Exercise brief: Lines from the one containing "segment --target mountain" through the last line of the data are to be repeated word for word, both ends included.

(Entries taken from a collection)
● ● ● ● ● ● ●

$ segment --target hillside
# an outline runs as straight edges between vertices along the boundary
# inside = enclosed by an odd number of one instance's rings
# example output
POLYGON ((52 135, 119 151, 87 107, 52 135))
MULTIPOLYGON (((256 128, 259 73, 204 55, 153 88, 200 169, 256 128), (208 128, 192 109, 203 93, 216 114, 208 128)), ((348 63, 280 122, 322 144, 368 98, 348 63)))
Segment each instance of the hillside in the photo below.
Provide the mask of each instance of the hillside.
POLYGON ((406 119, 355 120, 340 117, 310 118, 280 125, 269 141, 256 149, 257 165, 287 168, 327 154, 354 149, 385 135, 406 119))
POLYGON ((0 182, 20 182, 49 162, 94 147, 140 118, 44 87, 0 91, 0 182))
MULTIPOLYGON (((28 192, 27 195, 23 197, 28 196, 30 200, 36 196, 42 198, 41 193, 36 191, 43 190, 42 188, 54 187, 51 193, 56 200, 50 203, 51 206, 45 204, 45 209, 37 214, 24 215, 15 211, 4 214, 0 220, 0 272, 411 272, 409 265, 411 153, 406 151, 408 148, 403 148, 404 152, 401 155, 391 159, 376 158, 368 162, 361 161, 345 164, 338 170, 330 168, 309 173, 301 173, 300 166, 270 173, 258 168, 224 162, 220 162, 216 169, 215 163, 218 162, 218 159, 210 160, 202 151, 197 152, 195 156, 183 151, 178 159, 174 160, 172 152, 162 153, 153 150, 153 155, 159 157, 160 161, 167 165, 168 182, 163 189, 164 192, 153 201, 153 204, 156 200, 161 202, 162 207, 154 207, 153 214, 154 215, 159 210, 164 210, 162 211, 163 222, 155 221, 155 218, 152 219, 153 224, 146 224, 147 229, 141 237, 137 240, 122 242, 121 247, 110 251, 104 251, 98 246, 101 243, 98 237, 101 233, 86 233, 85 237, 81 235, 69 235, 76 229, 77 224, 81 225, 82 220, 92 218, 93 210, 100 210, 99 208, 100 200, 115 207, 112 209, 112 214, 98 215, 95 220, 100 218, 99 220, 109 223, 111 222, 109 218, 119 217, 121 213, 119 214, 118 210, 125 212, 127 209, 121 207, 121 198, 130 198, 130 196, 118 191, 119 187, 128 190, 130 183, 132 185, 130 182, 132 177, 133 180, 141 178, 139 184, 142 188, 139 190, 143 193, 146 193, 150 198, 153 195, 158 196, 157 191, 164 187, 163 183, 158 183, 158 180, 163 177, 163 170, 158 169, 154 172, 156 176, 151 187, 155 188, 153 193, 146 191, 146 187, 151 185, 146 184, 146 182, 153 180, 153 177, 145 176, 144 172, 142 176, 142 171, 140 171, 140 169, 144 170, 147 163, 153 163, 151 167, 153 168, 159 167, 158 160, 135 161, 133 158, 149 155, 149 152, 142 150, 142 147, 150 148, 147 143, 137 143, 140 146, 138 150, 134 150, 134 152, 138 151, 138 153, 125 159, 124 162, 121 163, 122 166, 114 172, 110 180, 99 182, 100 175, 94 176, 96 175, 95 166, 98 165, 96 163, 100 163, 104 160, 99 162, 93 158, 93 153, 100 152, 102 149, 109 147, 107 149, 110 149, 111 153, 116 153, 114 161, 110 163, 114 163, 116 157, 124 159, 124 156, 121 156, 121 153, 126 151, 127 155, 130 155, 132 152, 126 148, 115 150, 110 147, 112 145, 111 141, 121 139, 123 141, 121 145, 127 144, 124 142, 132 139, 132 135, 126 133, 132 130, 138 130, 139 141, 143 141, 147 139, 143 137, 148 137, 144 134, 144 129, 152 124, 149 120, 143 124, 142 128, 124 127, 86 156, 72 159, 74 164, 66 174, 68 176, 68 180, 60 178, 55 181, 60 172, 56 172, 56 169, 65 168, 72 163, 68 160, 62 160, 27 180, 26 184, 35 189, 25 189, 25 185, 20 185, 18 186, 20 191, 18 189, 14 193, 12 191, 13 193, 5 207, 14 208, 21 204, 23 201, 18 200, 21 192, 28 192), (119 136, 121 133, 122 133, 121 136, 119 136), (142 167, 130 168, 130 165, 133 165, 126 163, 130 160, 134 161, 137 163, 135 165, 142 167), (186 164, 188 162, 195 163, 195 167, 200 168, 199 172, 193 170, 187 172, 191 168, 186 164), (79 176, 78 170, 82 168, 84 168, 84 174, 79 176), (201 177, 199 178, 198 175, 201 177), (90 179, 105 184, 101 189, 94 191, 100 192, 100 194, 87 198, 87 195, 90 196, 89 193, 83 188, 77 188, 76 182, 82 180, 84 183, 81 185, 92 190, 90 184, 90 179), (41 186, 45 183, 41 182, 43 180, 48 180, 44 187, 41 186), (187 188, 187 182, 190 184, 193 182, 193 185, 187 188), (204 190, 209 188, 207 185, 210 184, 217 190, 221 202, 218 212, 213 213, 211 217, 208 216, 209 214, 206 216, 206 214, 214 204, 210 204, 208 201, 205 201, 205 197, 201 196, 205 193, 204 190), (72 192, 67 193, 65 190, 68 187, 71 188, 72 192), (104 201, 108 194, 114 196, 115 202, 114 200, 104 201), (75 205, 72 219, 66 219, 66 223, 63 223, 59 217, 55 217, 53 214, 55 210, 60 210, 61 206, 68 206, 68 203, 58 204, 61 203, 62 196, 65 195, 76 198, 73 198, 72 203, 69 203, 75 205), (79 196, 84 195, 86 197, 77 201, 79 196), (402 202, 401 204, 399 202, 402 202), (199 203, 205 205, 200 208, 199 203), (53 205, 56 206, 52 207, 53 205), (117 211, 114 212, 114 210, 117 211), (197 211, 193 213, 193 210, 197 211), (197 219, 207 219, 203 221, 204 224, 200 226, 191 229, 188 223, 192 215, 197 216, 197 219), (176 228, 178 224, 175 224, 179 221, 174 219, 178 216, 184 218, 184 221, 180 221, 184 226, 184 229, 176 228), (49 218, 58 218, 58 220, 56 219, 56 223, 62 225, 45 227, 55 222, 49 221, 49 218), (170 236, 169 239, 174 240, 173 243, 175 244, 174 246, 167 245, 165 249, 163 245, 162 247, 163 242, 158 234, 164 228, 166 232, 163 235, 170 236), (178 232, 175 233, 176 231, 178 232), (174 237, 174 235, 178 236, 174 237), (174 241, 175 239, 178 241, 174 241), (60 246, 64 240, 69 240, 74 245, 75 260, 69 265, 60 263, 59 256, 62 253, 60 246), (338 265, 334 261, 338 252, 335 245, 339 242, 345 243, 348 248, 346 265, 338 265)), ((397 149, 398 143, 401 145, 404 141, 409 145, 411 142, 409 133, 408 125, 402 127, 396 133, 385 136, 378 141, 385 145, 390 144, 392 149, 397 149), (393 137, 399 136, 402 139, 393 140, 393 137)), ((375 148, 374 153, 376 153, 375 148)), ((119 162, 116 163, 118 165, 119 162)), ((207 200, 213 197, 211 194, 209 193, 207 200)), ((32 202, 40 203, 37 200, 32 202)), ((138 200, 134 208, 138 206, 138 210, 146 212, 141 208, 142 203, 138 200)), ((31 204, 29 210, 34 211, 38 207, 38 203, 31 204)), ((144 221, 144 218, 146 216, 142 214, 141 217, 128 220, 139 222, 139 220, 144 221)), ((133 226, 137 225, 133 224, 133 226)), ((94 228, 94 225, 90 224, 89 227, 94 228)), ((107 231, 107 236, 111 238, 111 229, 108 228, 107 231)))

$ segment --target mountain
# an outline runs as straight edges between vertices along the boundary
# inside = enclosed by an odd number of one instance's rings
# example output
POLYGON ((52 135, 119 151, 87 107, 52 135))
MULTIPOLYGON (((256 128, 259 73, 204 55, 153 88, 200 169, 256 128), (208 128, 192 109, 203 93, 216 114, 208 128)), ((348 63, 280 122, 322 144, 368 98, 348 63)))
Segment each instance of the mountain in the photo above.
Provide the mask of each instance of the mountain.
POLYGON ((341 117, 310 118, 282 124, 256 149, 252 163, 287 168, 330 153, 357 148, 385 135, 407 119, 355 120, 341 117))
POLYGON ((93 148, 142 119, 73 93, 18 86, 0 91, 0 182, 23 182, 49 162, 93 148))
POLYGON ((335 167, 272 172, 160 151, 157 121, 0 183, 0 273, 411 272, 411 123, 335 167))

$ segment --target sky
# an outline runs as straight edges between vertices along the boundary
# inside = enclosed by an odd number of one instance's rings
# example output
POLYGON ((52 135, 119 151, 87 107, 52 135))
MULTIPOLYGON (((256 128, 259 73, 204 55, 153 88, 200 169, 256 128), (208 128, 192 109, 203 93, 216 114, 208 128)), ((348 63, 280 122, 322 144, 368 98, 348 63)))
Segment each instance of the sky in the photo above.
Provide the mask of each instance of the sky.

● ● ● ● ● ● ●

Exercise response:
$ segment --target mountain
# an outline runs as straight edges between vertices along the boundary
# inside = enclosed by an odd number of one instance's rings
# example output
POLYGON ((52 135, 119 151, 87 107, 52 135))
MULTIPOLYGON (((256 128, 259 73, 204 55, 153 88, 200 169, 256 128), (208 128, 192 109, 203 93, 216 114, 208 128)), ((348 63, 280 122, 322 144, 368 98, 348 63)))
Segment each instance of the mountain in the photo above.
Provide the mask of each instance of the mountain.
POLYGON ((341 117, 310 118, 282 124, 256 149, 252 163, 287 168, 330 153, 357 148, 385 135, 407 119, 355 120, 341 117))
POLYGON ((93 148, 142 119, 73 93, 18 86, 0 91, 0 182, 23 182, 49 162, 93 148))
POLYGON ((335 167, 272 172, 160 151, 157 121, 0 183, 0 273, 411 272, 411 123, 335 167))

$ segment --target sky
# an outline runs as straight edges between vertices along the boundary
# inside = enclosed by an odd number of one instance's rings
# example output
POLYGON ((52 135, 119 151, 87 107, 52 135))
MULTIPOLYGON (((256 128, 259 73, 204 55, 153 88, 200 169, 256 128), (208 128, 192 109, 203 93, 216 114, 208 128)), ((348 63, 280 122, 322 144, 368 98, 348 63)))
Segment each instance of the sky in the photo above.
Provide the mask of each instance of the sky.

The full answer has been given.